===== Records to process =====

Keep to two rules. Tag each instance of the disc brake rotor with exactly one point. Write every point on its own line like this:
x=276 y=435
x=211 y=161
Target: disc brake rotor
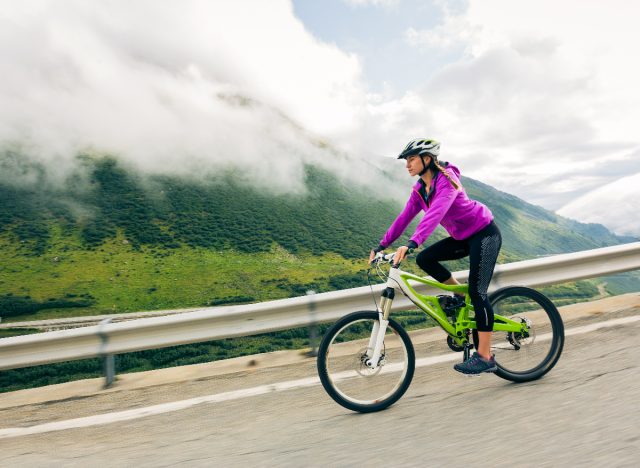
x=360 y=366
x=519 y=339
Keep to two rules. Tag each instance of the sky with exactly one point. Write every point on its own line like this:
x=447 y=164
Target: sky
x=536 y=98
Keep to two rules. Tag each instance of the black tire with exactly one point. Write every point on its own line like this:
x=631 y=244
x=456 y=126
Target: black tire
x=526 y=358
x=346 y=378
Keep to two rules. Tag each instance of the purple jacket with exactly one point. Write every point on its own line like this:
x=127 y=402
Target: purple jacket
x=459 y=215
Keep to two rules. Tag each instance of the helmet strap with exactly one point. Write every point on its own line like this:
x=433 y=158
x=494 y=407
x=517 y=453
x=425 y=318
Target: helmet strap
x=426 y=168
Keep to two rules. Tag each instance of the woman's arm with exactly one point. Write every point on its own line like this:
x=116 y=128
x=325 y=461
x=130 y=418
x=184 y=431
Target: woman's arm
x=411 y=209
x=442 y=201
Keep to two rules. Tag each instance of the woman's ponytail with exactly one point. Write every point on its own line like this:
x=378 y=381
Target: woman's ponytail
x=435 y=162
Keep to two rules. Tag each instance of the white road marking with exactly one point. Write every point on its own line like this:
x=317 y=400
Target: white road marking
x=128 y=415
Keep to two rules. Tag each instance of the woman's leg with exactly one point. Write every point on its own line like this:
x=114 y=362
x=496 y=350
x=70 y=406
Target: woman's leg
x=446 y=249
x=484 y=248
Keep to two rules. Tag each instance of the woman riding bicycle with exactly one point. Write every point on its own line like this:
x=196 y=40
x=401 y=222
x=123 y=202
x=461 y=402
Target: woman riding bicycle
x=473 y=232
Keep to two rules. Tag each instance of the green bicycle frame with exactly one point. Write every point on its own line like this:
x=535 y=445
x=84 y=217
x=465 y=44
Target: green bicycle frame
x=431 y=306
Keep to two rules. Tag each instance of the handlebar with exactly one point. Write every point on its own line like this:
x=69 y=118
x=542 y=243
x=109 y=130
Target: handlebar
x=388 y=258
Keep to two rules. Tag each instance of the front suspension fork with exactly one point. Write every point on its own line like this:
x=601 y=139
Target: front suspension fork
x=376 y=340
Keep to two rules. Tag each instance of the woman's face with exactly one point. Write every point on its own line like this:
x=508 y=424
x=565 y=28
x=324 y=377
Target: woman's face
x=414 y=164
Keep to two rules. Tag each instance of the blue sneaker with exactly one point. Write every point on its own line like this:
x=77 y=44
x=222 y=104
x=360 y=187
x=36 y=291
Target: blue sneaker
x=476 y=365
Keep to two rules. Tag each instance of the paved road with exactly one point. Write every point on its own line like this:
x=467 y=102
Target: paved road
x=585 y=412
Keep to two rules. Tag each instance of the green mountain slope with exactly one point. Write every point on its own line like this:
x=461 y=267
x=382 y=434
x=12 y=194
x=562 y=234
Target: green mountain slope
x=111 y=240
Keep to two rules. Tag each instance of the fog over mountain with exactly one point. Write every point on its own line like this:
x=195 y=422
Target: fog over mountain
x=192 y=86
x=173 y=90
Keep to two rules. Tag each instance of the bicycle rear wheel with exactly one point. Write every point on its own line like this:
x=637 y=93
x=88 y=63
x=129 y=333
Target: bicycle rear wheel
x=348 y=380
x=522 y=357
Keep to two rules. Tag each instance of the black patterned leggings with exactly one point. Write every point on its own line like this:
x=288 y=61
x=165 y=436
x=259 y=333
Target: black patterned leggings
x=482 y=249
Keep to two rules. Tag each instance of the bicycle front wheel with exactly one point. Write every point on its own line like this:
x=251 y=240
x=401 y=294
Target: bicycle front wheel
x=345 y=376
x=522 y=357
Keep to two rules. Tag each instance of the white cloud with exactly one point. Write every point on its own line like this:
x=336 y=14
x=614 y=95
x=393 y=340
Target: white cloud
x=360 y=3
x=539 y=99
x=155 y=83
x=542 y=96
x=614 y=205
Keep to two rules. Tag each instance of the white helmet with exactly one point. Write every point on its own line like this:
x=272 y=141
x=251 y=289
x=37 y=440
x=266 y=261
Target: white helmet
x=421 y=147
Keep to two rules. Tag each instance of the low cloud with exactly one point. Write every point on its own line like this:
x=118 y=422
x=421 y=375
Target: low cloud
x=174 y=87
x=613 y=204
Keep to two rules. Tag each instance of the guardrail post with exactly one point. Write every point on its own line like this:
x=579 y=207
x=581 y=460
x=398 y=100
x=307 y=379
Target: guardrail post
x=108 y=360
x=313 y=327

=====
===== Records to process =====

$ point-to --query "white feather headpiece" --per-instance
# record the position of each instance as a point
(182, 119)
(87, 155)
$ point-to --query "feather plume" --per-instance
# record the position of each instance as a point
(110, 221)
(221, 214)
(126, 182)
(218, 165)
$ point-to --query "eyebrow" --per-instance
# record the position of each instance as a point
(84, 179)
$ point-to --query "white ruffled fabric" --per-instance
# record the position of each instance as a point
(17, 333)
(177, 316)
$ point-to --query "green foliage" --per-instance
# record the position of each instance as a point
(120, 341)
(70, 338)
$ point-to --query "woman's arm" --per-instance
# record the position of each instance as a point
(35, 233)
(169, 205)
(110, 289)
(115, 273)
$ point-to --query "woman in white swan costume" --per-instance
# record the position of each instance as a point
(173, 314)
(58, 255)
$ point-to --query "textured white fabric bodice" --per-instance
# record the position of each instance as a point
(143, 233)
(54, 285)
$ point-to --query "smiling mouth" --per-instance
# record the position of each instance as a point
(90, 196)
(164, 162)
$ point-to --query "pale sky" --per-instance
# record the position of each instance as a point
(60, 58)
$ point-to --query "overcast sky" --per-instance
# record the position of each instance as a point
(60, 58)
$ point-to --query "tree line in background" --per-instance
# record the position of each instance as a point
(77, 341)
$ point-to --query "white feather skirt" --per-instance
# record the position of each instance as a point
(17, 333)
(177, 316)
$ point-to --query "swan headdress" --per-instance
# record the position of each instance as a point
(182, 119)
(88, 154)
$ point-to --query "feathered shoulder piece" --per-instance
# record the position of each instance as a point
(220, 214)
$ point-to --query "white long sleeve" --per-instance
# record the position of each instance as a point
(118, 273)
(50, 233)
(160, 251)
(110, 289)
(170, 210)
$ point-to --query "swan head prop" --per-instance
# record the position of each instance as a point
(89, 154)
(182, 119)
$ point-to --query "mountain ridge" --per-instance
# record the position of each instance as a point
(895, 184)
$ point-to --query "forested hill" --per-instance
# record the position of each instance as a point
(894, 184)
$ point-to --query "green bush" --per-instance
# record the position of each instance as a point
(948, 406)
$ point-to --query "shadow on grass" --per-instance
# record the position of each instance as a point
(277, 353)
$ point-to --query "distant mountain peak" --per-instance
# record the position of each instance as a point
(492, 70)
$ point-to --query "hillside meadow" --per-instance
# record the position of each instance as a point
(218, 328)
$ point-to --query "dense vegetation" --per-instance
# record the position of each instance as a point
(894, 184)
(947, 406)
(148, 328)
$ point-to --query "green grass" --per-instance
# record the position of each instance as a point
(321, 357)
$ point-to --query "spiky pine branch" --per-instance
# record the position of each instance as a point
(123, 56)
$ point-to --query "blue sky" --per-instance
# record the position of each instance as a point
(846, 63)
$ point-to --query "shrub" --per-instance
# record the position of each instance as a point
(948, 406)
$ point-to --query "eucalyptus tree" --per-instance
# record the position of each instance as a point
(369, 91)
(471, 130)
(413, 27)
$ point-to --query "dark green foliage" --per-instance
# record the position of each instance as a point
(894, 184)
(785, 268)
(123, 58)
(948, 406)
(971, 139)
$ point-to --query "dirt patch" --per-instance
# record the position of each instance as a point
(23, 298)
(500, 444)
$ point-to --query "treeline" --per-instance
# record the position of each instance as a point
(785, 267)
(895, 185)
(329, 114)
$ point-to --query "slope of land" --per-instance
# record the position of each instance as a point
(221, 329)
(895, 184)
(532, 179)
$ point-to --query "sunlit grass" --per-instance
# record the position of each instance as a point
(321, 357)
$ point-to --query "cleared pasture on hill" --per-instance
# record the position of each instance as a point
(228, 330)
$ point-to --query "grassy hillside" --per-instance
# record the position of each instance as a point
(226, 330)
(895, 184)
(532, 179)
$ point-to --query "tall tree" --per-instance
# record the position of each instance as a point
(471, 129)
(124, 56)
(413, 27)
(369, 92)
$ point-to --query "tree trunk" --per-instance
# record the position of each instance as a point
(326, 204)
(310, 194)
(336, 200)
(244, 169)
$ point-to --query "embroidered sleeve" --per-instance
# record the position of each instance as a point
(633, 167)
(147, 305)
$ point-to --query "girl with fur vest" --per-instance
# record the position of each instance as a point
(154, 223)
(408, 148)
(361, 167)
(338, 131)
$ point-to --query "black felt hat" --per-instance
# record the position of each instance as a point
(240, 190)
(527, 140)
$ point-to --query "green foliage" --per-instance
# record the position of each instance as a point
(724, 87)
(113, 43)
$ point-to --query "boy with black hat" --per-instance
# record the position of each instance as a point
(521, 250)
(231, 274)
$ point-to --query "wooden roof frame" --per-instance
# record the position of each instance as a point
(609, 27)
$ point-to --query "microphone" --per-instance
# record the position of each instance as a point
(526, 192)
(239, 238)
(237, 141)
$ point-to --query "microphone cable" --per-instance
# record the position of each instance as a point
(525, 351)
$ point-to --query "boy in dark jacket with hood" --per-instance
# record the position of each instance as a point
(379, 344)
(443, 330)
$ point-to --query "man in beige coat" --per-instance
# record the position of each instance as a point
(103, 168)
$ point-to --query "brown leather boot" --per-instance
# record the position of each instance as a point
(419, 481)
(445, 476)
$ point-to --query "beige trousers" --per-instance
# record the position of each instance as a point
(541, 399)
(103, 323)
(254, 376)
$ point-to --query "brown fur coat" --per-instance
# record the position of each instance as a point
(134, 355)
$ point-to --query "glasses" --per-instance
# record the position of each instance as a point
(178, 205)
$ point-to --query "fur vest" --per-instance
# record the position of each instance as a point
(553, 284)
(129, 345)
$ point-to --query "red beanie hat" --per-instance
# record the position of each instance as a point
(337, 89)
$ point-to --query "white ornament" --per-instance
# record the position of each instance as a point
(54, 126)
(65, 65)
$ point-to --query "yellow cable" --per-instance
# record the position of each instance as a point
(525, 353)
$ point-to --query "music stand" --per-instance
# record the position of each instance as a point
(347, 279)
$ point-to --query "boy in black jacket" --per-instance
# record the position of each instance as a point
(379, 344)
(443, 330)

=====

The problem
Out of the records above, please copy exactly the lines from the line with "Keep to two rules. Tag each instance of the disc" up to and including the line with "Keep to two rules. Tag each instance of the green bicycle", minus the pictures.

Answer area
Keep to two rules. Tag each instance of the disc brake rotor with exactly one point. Write every point on its own line like this:
x=276 y=435
x=211 y=161
Target: disc brake rotor
x=360 y=366
x=519 y=339
Keep to two rules. Tag each instance of the sky with exactly one point. Write every point on its own line like this:
x=447 y=164
Target: sky
x=536 y=98
Keep to two rules. Tag each instance of the black tire with exactly one point. Write every point on its own line like this:
x=631 y=244
x=456 y=126
Target: black tire
x=526 y=358
x=346 y=378
Keep to two rules. Tag each instance of the purple jacket with exactly one point. Write every point on its own line like this:
x=127 y=402
Target: purple jacket
x=459 y=215
Keep to two rules. Tag each instance of the helmet strap with exactly one point. Write every point on its own line like this:
x=433 y=158
x=494 y=407
x=517 y=453
x=425 y=318
Target: helmet strap
x=426 y=168
Keep to two rules. Tag each instance of the woman's arm with exactly one point. Write every point on its own line like this:
x=116 y=128
x=325 y=461
x=130 y=418
x=184 y=431
Target: woman's arm
x=411 y=209
x=442 y=201
Keep to two rules. Tag each instance of the woman's ponytail with exactly one point. Write every point on its own line like this:
x=378 y=381
Target: woman's ponytail
x=435 y=162
Keep to two rules. Tag each instance of the white road marking with exactly one point. Write every point on its own line like this:
x=317 y=400
Target: white road marking
x=128 y=415
Keep to two rules. Tag each instance of the woman's leg with exactly one point. Write every point on its own line like this:
x=114 y=362
x=496 y=350
x=70 y=406
Target: woman's leg
x=446 y=249
x=484 y=248
Keep to two rules. Tag each instance of the woman riding bicycle with exactly one point. Write every point on its own line like this:
x=196 y=40
x=401 y=222
x=123 y=202
x=461 y=402
Target: woman riding bicycle
x=473 y=232
Keep to two rules. Tag each instance of the green bicycle frame with exactly one point. Write every point on its own line like this:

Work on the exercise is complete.